* _GIVEN PROBLEM_
Repeat every one of the records below verbatim, line for line and in the same order.

--- Begin PROVIDED DATA ---

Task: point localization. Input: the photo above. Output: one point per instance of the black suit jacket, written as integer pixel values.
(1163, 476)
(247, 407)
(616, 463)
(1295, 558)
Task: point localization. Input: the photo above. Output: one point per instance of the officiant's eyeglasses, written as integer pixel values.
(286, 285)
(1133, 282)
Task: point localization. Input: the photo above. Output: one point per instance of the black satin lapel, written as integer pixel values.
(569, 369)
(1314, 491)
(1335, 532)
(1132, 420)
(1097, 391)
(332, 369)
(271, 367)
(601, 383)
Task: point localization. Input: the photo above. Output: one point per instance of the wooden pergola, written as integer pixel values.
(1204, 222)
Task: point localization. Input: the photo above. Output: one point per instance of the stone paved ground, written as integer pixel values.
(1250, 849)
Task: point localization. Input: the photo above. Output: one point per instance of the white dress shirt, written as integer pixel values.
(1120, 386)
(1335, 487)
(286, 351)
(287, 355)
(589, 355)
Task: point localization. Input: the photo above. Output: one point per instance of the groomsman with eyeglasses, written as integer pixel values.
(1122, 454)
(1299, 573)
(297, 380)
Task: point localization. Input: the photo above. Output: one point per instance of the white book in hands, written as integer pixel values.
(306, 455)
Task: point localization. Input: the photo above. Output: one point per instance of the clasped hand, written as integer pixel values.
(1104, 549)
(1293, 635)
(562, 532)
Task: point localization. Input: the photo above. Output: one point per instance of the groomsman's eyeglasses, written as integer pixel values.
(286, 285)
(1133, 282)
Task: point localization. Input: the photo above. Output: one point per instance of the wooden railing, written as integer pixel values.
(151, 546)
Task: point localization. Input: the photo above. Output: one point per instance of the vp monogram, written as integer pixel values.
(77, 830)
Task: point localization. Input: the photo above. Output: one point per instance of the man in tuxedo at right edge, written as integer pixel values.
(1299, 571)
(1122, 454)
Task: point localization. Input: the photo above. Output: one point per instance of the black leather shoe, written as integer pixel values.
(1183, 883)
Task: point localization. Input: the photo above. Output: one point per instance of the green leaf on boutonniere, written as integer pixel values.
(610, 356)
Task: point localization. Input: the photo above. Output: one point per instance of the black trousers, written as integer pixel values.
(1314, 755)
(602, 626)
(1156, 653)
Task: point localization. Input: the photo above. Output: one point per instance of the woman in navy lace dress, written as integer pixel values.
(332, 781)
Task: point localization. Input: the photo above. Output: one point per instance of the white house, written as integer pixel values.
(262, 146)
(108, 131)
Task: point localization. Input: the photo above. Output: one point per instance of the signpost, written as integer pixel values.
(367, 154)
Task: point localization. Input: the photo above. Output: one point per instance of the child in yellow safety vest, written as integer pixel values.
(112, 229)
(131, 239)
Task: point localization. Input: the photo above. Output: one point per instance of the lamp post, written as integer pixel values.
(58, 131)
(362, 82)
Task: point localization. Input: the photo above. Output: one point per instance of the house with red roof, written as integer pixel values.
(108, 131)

--- End PROVIDED DATA ---

* _RESULT OF THE TASK_
Task: point localization. Input: the photo above. Output: one point per instance of the black suit jacket, written as integer pixel values.
(1163, 476)
(247, 407)
(616, 463)
(1295, 558)
Task: point localization. Input: the photo above. Output: one point per instance of the officiant's eyeglasses, written as integer pixel values.
(286, 285)
(1133, 282)
Task: point localization. Input: the photo above. Output: one point per instance of the black satin lapel, written as integer pixel values.
(569, 369)
(1314, 491)
(1335, 532)
(1132, 420)
(1097, 391)
(332, 369)
(271, 367)
(601, 383)
Task: point localization. Input: the photo above. Output: one point per instance of the wooden pergola, written as integer pixel values.
(1204, 222)
Task: point localization. Input: the photo above. Output: one point per instance of the stone paved ground, written as integer pixel values.
(1250, 849)
Task: point localization. Input: the photo above. Output: one point per instance of the white dress shirt, written as integer pixel values.
(1120, 386)
(1335, 487)
(286, 351)
(287, 355)
(589, 355)
Task: point localization. Input: the photo above. Output: one point per instance of the groomsman with eyeglasses, written as integer pixel values.
(1122, 454)
(1299, 573)
(297, 380)
Task: point localization. Input: the photo above. Output: one point per instance of the white book in hands, written as integer pixel values.
(306, 455)
Task: point localization. Input: the photo above. Output: one point per instance of the clasped hand, written as integer pixel values.
(1104, 549)
(1293, 635)
(562, 532)
Task: point localization. Input: the photo above. Output: one point per instance of the groomsman's eyeglasses, written as integer pixel values.
(286, 285)
(1133, 282)
Task: point localization. Input: the photo above. Output: one point per instance of the wooden railing, written as integer pixel values.
(151, 546)
Task: point localization. Input: the photo above. Output: one point per instance of the vp monogram, written as integer pixel values.
(77, 830)
Task: point localization. Input: the photo above. Output: one point per instance of the man in tuxedo at right edge, written as integer pixel values.
(1299, 571)
(1122, 454)
Task: point localization. Input: the photo above. Output: one point per instance of the black leather shoe, written as integer pixel values.
(1183, 883)
Task: point localization. Input: the photo above. Output: one point per instance of the green leaf on boutonniere, written as integer pixel values.
(610, 356)
Task: point localization. Input: the photo above. Output: one point per instance of the black trousers, written as integer pixel values.
(1314, 755)
(602, 626)
(1156, 653)
Task: point localization. Input: the photo above. Output: one point per instance of the woman in navy lace dress, written as integer pixel values.
(332, 781)
Task: point localization. Input: the photo above. Output: one point per instance of the white house, written as integer pixel values.
(262, 146)
(108, 131)
Task: point localization. Input: the photo above. Output: one point per instance of the signpost, written as integer pixel values.
(367, 154)
Task: point localization. Input: the photo above. Output: one point per instance of the child in yellow safety vest, written as integer pixel values.
(112, 229)
(131, 239)
Task: point localization. Input: the photo above. Output: one point per instance of the lamp post, written as integer pixel values.
(58, 131)
(362, 82)
Task: point localization. Input: the photo above. Output: one point per instance of the house with red roof, written as integer pixel values.
(108, 131)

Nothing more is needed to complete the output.